TEXTO FORNECIDO
▼▼▼
A forma como nascem as
nações pode dizer muito sobre seu povo e sobre o rumo que tomarão ao longo dos séculos. Os Estados Unidos
da América completou sua independência quando consegui uma constituição
federalista, pautada em princípios, na
maioria, opostos ao princípios que embasaram a formação da nacionalidade
brasileira. Um exemplo esclarecedor é o daquela famosa declaração de Alexander
Hamilton, por ocasião da elaboração de sua constituição. Expunha ele a seguinte
questão: Se os homens são capazes de se
dar a si mesmos um bom governo por própria reflexão e escolha, ou se a
Previdência os condenou a receberem eternamente a sua constituição
política da força ou do acaso. Hamilton
queria dizer que os constituintes estavam sob um grande dilema: seria o povo
americano capaz de construir um sistema político aberto, democrático e o mais
consensual possível, esforçando cada um a si mesmo para colaborar na construção
de uma nova sociedade baseada na liberdade individual ou, não sendo capaz
disso, ser obrigada a submeter-se a um governo despótico e autoritário de
poucos sobre os muitos?
▲▲▲
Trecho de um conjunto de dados
▼▼▼
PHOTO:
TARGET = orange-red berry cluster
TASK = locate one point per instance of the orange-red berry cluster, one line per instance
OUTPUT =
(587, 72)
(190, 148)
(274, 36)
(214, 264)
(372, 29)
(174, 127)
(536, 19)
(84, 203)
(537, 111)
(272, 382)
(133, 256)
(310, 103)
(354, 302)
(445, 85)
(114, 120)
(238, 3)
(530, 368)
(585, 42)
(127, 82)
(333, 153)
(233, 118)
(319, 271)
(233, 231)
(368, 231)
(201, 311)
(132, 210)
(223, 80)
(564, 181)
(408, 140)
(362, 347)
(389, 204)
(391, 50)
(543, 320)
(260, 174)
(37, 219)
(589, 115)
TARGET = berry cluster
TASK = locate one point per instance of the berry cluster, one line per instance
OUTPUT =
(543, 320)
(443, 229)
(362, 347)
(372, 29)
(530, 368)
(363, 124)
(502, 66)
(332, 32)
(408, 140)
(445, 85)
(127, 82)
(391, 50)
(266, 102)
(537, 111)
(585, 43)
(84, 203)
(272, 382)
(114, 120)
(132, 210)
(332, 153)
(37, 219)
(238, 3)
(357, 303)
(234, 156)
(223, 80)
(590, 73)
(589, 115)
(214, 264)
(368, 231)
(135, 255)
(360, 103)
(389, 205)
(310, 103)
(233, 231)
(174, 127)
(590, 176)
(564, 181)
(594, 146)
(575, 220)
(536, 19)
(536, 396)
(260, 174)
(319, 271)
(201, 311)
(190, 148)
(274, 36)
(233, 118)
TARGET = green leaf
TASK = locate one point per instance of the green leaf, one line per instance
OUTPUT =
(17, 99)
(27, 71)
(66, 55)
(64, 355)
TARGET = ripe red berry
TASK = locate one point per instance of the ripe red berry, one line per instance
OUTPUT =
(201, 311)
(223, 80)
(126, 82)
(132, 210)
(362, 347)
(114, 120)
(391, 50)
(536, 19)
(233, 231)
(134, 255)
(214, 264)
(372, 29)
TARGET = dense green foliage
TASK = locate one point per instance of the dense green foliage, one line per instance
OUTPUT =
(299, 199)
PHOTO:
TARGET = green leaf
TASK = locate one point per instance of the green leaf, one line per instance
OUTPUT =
▲▲▲
OBJETIVO
Por favor, liste todas as qualidades que o texto sobre a formação das nações atribui ao sistema político que o povo americano seria ou não capaz de construir. Baseie-se apenas no texto.

RESPOSTA ABAIXO
- aberto
- democrático
- o mais consensual possível